=== Texto proporcionado ===

Ya siento dar la matraca a los partidarios de los Lakers que miran con los ojos del rencor a su legendario rival. Pero en absoluto lamento volver a referirme, después de dedicar un artículo al rey de los malabares (Kyrie Irving), a la venerable franquicia de Massachusetts, líder incuestionable del Este y de la NBA entera. A la espera de la apasionante visita que los Warriors (11-3) rendirán al TD Garden en la madrugada del jueves al viernes, el cuadro de Brad Stevens gobierna la Liga con trece victorias encadenadas tras ceder los dos primeros duelos. Cuesta entender que otro club se hubiera repuesto así a la espantosa lesión de Gordon Hayward, flamante alero traído de los Jazz para subir junto a Irving los últimos peldaños de calidad que necesitaba Boston en su afán de contemplar el campeonato desde los aledaños de la cumbre.
Pues sí, vaya que si los Celtics se han rehecho como sólo figura al alcance de los más fuertes. No se habían cumplido seis minutos de la campaña cuando la pierna del fichaje giró hacia un lado mientras el pie enfilaba la senda contraria. Un horror hasta la temporada que viene. De pronto pareció que las altas aspiraciones ‘irlandesas’ se evaporaban igual que el agua cuando aprieta el sol de lo lindo. Sus seguidores veían esfumarse la cerrada pugna con Cleveland por la supremacía oriental para batallar contra Golden State o Houston el título de la NBA. Pero ahí están treinta días después de izarse el telón del campeonato, observando al resto desde la cima. Rebeldes con causa, reacios a la derrota, autores de remontadas incluso sin Irving (lesionado en la nariz por un codazo de su corpulento compañero Aron Baynes) ni Al Horford, un intelectual del juego desde el puesto de ‘cuatro’.

=== Listado proporcionado ===

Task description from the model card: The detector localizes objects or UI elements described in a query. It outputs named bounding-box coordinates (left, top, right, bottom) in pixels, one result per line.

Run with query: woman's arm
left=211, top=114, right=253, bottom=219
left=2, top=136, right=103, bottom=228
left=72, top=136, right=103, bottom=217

===

■ Tarea A: Según el texto sobre los Celtics, ¿de qué equipo llegó Gordon Hayward a Boston?
■ Tarea B: Copia del texto sobre los Celtics el fragmento que empieza en "Pues sí, vaya" y termina en "puesto de ‘cuatro’.".

■ Tu solución A: De los Jazz.

■ Tu solución B:
Pues sí, vaya que si los Celtics se han rehecho como sólo figura al alcance de los más fuertes. No se habían cumplido seis minutos de la campaña cuando la pierna del fichaje giró hacia un lado mientras el pie enfilaba la senda contraria. Un horror hasta la temporada que viene. De pronto pareció que las altas aspiraciones ‘irlandesas’ se evaporaban igual que el agua cuando aprieta el sol de lo lindo. Sus seguidores veían esfumarse la cerrada pugna con Cleveland por la supremacía oriental para batallar contra Golden State o Houston el título de la NBA. Pero ahí están treinta días después de izarse el telón del campeonato, observando al resto desde la cima. Rebeldes con causa, reacios a la derrota, autores de remontadas incluso sin Irving (lesionado en la nariz por un codazo de su corpulento compañero Aron Baynes) ni Al Horford, un intelectual del juego desde el puesto de ‘cuatro’.